Jesteś całym wszechświatem, który jest w Tobie.
Przeszłość, teraźniejszość, przyszłość zaczyna się tutaj.
Wieczność zawiera się w teraz.
Czas nie istnieje.
Sentencja własna.
"Ludzie, którzy nie żyją w chwili obecnej, nie mają żadnego pożytku z robienia planów, choć zwyczajnie wierząc w czas, wierząc, że żyją dla swej przyszłości, robią tych planów mnóstwo. Ale kiedy plany dojrzewają i są realizowane, ci ludzie są zbyt nieobecni duchem, by się tym cieszyć - ponieważ już planują coś innego. Są jak osły wiecznie goniące za marchewką przymocowaną na kiju do nich samych. Tak więc nigdy ich tu nie ma, nigdy nie dostają się tam, są pozbawieni życia, wiecznie sfrustrowani i wiecznie pogrążeni w swoich myślach. [...] Przyszłość to ta marchewka - "kiedyś" nastąpi, a ponieważ to się nigdy nie dzieje, ludzie pragną gorączkowo przetrwać, chcą czasu, więcej czasu. Są przerażeni śmiercią, ponieważ ona zatrzymuje przyszłość, do której przecież nigdy nie docierasz, nigdy jej nie masz. Jest ona zawsze gdzieś za rogiem."
Czy wydaje Ci się, że jesteś tylko krótkim światłem, które rozbłyska tylko raz na przestrzeni czasu?
"rzadkim, skomplikowanym i zbyt delikatnym organizmem na przedzie biologicznej ewolucji, gdzie fala życia rozpryskuje się na pojedyncze, drobne i wielobarwne krople, które migoczą przez chwilę tylko po to, by następnie zniknąć po wszystkie czasy.?"
────────────────
Polecenie: Przepisz fragment tekstu o czasie od "Jesteś całym wszechświatem, który" do "Czas nie istnieje." włącznie, zamieniając "Wieczność" na "Nieskończoność".

[Pozycje ze źródła danych]
────────────────
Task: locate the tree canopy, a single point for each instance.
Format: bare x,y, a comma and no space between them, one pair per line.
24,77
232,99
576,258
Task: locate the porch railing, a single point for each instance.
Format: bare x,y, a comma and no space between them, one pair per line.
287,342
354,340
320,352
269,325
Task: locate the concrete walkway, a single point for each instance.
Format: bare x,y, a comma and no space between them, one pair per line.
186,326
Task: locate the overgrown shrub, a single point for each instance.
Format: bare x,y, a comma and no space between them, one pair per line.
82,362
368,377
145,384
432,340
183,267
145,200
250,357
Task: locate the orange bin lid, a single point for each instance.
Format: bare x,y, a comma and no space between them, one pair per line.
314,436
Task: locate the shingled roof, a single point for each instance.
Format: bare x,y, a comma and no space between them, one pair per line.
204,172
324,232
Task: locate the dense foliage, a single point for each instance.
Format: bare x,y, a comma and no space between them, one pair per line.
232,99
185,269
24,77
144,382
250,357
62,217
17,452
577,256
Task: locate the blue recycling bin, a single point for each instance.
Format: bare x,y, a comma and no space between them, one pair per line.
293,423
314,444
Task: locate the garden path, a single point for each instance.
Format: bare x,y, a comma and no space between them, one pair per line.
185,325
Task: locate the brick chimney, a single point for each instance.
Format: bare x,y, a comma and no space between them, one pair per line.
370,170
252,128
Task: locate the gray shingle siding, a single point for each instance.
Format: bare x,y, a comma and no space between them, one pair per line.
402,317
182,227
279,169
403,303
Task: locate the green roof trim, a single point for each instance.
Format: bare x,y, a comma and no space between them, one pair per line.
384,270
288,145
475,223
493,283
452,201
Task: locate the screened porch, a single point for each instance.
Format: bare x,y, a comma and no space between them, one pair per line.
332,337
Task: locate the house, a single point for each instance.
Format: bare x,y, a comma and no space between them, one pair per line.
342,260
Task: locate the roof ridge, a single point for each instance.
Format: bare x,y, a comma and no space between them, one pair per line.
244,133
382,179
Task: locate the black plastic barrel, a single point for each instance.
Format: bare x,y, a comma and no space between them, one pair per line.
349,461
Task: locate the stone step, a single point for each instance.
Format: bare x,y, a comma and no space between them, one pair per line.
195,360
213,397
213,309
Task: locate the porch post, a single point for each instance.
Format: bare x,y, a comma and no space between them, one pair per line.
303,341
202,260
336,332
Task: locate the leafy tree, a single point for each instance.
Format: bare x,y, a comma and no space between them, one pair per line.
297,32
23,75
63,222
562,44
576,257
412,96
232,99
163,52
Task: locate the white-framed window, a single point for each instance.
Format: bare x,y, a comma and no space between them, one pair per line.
────────────────
Wynik ćwiczenia:
Jesteś całym wszechświatem, który jest w Tobie.
Przeszłość, teraźniejszość, przyszłość zaczyna się tutaj.
Nieskończoność zawiera się w teraz.
Czas nie istnieje.